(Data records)
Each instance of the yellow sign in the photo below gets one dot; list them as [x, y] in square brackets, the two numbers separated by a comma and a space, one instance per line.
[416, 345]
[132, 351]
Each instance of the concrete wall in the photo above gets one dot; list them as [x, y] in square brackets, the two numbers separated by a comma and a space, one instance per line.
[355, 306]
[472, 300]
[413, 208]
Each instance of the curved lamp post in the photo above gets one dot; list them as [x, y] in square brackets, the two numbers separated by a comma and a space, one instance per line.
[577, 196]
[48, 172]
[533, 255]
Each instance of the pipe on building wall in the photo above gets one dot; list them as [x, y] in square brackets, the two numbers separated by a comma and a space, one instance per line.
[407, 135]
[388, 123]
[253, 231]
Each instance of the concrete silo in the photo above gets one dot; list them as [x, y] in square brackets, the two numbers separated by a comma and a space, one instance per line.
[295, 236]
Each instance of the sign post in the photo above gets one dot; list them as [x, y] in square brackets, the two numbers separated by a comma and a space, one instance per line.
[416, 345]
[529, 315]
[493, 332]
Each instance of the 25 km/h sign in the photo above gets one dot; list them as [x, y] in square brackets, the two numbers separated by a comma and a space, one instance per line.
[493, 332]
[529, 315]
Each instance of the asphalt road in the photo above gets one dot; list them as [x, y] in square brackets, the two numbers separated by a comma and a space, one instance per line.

• _Task_
Complete, exact output of the records is expected.

• _Answer box_
Each instance of the yellow sign in the photo below gets one dot; list them as [x, y] in square brackets, the two numbers separated by a comma and a space, one instance per line.
[416, 345]
[132, 351]
Each instance of the concrete wall in the photo above gets one dot; list them as [x, y] in square brackets, the two numbers separated by a comma and a space, one instance per line.
[355, 306]
[472, 300]
[413, 208]
Each instance of the curved lamp post in the photo above gets one dot; list them as [x, y] in square brackets, the two numbers separated by a comma and a space, one instance per line.
[577, 196]
[48, 172]
[533, 255]
Each instance of the pipe on building wall in the photo above gets one dot; list them as [x, y] in square brackets, the two numbers separated by a comma and a space, one instance per line.
[407, 135]
[388, 123]
[253, 231]
Each instance of the concrete silo in the photo above gets one dot; list them as [x, y] in square brackets, the two numbers separated by a comma and a space, one instance per line.
[295, 236]
Each instance of the sign post in the photo above gets one dot; list them as [x, y] in square brackets, the two numbers separated by a comma and a space, one instance per line.
[416, 345]
[529, 315]
[493, 332]
Each instance of the 25 km/h sign in the photo above gets one dot; list them as [x, y] in square brackets, the two numbers separated by a comma and a space, one instance per line.
[493, 332]
[529, 315]
Each instance of the asphalt road in the photo above gets one dot; list them as [x, y] in square brackets, the two numbers separated by a comma and a space, one instance per line.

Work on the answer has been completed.